### Description of the task
Each record below should be output verbatim, without pictures.

Begin Material to process

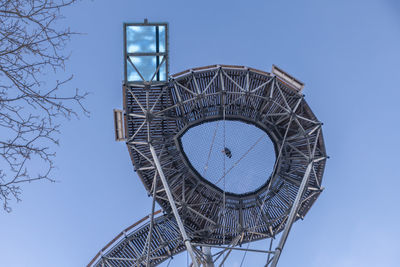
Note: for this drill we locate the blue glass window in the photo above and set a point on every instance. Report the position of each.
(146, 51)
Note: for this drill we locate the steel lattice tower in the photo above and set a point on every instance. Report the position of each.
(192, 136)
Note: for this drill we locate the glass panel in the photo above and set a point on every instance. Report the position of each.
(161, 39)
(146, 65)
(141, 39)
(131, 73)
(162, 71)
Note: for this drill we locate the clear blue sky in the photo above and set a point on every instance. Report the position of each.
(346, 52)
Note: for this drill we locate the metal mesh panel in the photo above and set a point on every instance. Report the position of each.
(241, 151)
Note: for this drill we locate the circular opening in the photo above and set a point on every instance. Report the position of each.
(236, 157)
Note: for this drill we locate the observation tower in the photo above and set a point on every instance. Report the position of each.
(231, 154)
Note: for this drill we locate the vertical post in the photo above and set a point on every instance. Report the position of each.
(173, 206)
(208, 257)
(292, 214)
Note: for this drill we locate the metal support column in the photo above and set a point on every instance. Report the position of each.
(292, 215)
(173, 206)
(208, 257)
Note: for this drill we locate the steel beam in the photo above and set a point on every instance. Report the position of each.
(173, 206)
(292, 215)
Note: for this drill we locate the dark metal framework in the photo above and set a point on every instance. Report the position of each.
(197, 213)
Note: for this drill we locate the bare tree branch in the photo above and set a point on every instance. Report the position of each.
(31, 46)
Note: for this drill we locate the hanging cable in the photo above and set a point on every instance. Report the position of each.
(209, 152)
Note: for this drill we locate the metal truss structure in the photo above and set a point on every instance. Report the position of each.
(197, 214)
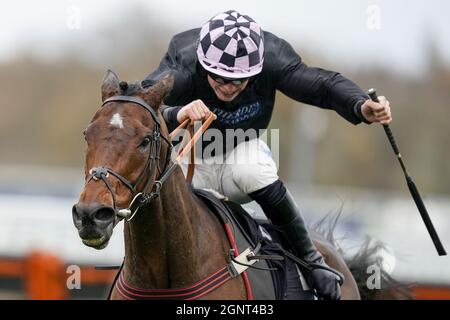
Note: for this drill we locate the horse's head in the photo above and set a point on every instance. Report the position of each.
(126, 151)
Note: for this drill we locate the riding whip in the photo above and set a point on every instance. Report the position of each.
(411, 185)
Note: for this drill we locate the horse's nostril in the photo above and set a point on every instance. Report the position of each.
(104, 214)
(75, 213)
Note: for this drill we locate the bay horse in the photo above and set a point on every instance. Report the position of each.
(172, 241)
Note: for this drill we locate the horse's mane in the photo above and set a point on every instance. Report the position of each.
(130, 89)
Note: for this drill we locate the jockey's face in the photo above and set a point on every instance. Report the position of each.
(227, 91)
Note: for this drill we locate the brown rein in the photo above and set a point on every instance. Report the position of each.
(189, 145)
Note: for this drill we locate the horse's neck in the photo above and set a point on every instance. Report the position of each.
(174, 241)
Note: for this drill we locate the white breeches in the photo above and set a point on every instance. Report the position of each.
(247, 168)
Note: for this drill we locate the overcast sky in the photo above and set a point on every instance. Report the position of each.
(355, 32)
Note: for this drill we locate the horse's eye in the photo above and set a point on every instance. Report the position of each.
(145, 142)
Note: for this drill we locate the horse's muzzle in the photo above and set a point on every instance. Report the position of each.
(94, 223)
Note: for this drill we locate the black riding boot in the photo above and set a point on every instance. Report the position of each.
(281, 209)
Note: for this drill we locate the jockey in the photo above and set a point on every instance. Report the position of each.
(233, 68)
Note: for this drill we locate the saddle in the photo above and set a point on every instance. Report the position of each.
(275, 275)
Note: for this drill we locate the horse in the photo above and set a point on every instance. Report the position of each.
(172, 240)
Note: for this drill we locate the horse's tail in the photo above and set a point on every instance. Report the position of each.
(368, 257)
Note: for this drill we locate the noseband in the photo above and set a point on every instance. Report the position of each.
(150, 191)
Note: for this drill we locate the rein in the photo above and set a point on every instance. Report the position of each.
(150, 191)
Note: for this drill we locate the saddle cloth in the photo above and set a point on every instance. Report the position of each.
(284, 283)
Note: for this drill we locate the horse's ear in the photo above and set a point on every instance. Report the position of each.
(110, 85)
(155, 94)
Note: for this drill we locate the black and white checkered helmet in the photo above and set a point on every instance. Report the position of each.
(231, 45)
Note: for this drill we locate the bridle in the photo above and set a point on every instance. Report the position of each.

End Material to process

### Response below
Note: for this drill we locate the blue glass window in the photo above and set a point on every instance. Report the position of each.
(146, 51)
Note: for this drill we locate the steel lattice tower in the photo above and set a point on every instance. Report the position of each.
(192, 136)
Note: for this drill we locate the glass panel in the photo above and set a point on every instance. Report the position of each.
(161, 39)
(146, 65)
(141, 39)
(131, 73)
(162, 71)
Note: for this drill we locate the clear blue sky in the photo above and set a point on every instance. Report the position of each.
(346, 52)
Note: for this drill we locate the metal mesh panel in the photo above and set a point on every instance. Report the position of each.
(241, 151)
Note: for this drill we locate the circular opening in the photo above and set a point on every instance. Report the position of each.
(236, 157)
Note: for this drill we locate the observation tower in the photo above and set a point on every instance. Report the position of each.
(231, 154)
Note: for this drill we locate the vertical post in the photo above and set a point on every instance. Report the position of each.
(173, 206)
(208, 257)
(292, 214)
Note: for this drill we locate the metal support column in the photo above and set a point on every instance. Report the position of each.
(292, 215)
(173, 206)
(208, 257)
Note: for this drill we locate the steel beam in the photo above and set a point on every instance. Report the position of each.
(173, 206)
(292, 215)
Note: for this drill we locate the dark metal framework in the photo above and set a point on every instance. Report the position of each.
(197, 213)
Note: for this drill we locate the bare tree branch in the photo above and set a point on every instance. Report the position of each.
(31, 46)
Note: for this drill we locate the hanging cable in the photo above and set a point on every instance. Report the position of each.
(209, 152)
Note: for this drill we locate the metal truss structure in the photo above and set a point on every instance. Report the position of each.
(197, 214)
Note: for this drill we locate the horse's head in the photo above and set a point on every instance. Report the position of each.
(126, 151)
Note: for this drill we locate the riding whip in the photo above and set a point on every instance. Report the position of each.
(411, 185)
Note: for this drill we locate the horse's nostril in the photo above and set a point on every instance. Report the position of each.
(104, 214)
(75, 213)
Note: for this drill we locate the bay horse in the photo above and set a point on every instance. Report the position of each.
(172, 241)
Note: for this drill we locate the horse's mane in the photo above and set a point on every instance. Report the position of each.
(130, 89)
Note: for this drill we locate the jockey's face in the photo above and set a point on every instance. Report the position of each.
(227, 91)
Note: for this drill we locate the brown rein in the photo above and set a point on every instance. Report the position of each.
(189, 145)
Note: for this drill we locate the horse's neck in the photo above and set a point on every instance. Report the position of each.
(174, 241)
Note: for this drill we locate the white breeches in the photo above and set a point on every instance. Report the position of each.
(247, 168)
Note: for this drill we locate the overcast sky in the photo above and set a point on every instance. Report the position of each.
(355, 32)
Note: for this drill we locate the horse's eye in the photo above and set a point on every instance. Report the position of each.
(145, 142)
Note: for this drill we locate the horse's muzzle in the photo above and set a point on every instance. Report the position of each.
(94, 223)
Note: for this drill we locate the black riding boot in the photo above and set a point on every instance. Report the position of each.
(281, 209)
Note: for this drill we locate the jockey in the photo above and set a point on every instance. Report the position of each.
(233, 68)
Note: for this drill we locate the saddle in the photo above and set a point on every instance. Report the position of each.
(275, 275)
Note: for this drill we locate the horse in the photo above and set a point on every instance. Report the position of each.
(172, 240)
Note: for this drill we locate the horse's tail in the photo above and set a point on every instance. Report the position of each.
(368, 257)
Note: for this drill we locate the noseband in the photo above and set a point on every instance. Report the position of each.
(150, 191)
Note: for this drill we locate the rein in the photo above and set a point on every instance. Report the position of each.
(150, 191)
Note: for this drill we locate the saddle cloth in the photo above and set a point on every instance. Report the position of each.
(284, 283)
Note: for this drill we locate the horse's ear in the photo above and set a point on every instance. Report the position of each.
(110, 85)
(155, 94)
Note: for this drill we locate the black and white checkered helmet in the photo above and set a point on every instance. Report the position of each.
(231, 45)
Note: for this drill we locate the bridle in the photo above and set a point on every instance. Report the position of each.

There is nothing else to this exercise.